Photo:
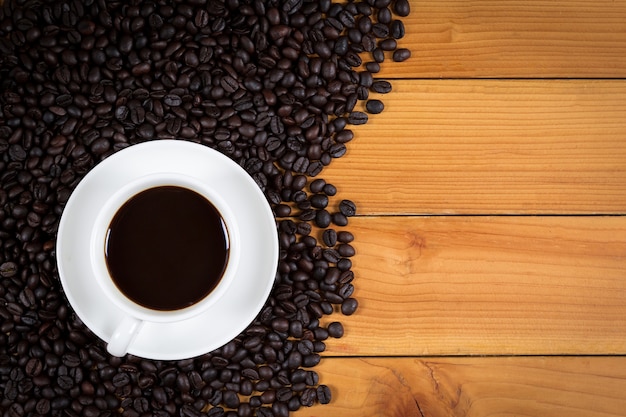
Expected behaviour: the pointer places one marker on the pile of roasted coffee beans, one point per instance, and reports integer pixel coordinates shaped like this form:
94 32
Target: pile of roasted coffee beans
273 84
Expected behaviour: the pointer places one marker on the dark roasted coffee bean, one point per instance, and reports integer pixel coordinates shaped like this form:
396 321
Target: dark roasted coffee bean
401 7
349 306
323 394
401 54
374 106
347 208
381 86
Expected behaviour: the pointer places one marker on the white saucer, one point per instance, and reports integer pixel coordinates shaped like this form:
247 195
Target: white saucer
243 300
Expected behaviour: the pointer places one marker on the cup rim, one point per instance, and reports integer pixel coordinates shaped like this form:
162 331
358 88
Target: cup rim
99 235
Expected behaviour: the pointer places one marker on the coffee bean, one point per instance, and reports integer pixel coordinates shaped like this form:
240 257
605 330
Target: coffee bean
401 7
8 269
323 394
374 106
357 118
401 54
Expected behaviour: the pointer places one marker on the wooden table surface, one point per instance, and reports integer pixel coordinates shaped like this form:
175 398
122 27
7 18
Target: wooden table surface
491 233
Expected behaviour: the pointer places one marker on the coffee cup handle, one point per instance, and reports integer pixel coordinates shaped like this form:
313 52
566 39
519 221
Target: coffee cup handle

──────────────────────────────

Task details — Pictures stay out, but everything else in the records must be output exactly.

Solution to this task —
Photo:
Expected behaviour: the pointer places one marker on the pile of roasted coffee beans, one point per instance, and reports integer pixel coordinates shaped like this form:
94 32
Target: pile of roasted coffee beans
273 84
Expected behaviour: the pointer places one marker on the dark roasted coffee bean, one point per instance, and reports integer pixel coordinates shaped like this form:
396 321
Target: dark roasted coffee bean
401 7
349 306
323 394
401 54
374 106
347 208
381 86
Expected behaviour: the pointer places one marker on the white saucer, one point per instance, and reports integer pixel coordinates shaped like this form:
247 195
Target: white saucer
243 300
Expected behaviour: the pointer places one marker on the cup rim, one point per instance, and reports integer pixel coordinates shaped like this form:
162 331
358 88
Target: cup rim
99 235
Expected behaviour: the pointer places one marker on the coffee bean, one point per instance, and reports integer pixel coordinates shaped like this form:
240 257
605 330
Target: coffee bean
401 7
8 269
323 394
374 106
357 118
401 54
Expected behaviour: the pointer places one marker on the wooden table surface, one point per instance, and reports integer pixel coordinates shaped like this form:
175 398
122 27
7 18
Target: wooden table surface
491 233
Expected behaviour: the pointer places one marker on the coffee cup handle, one point per instance, and reports integer pixel coordinates shaped like this form:
313 52
566 39
519 221
Target: coffee cup handle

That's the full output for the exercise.